O erro de fato, como fundamento da ação rescisória, surgiu com o atual Código de Processo Civil. O Direito anterior não tratava da hipótese. A inovação teve inspiração no Direito italiano1. Sustenta o caput, do art. 395, do Código italiano: "Casi di revocazione. - Le sentenze pronunciate in grado d’appello (396) o in un unico grado (339), possono essere impugnate per revocazione (325, 327, 403)." Já o nº 4 do mesmo artigo estabelece: "...se la sentenza è l’effetto di un errore di fatto risultante dagli atti o documenti della causa. Vi è questo errore quando la decisione è fondata sulla supposizione di un fatto la cui verità è incontrastabilmente esclusa, oppure quando è supposta l’inesistenza di un fatto la cui verità è positivamente stabilita, e tanto nellúno quanto nell’altro caso se il fatto non costitui un punto controverso sul quale la sentenza ebbe a pronunciare (324, 327, 338)."

**TAREFAS:**
1 - Traduza para o inglês esta frase do texto sobre o erro de fato: "O erro de fato, como fundamento da ação rescisória, surgiu com o atual Código de Processo Civil."
2 - Reescreva em forma de lista o parágrafo do texto sobre o erro de fato que começa com "O erro de fato, como fundamento", mantendo os fatos principais.

**DADOS FORNECIDOS:**
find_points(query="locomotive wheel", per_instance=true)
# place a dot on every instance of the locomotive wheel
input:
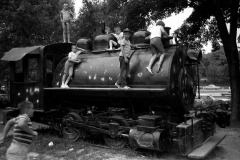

**RESPOSTAS:**
1 - Error of fact, as a ground for the action for rescission, arose with the current Code of Civil Procedure.

2 -
- O erro de fato como fundamento da ação rescisória surgiu com o atual Código de Processo Civil.
- O Direito anterior não tratava da hipótese.
- A inovação se inspirou no Direito italiano.
- O caput do art. 395 do Código italiano prevê que as sentenças proferidas em grau de apelação ou em grau único podem ser impugnadas por revogação.
- O nº 4 do mesmo artigo admite a revogação quando a sentença resulta de erro de fato que decorre dos atos ou documentos da causa.
- Há esse erro quando a decisão supõe um fato cuja verdade está incontestavelmente excluída ou supõe a inexistência de um fato cuja verdade está positivamente estabelecida.
- Em ambos os casos, o fato não pode ter sido ponto controvertido sobre o qual a sentença se pronunciou.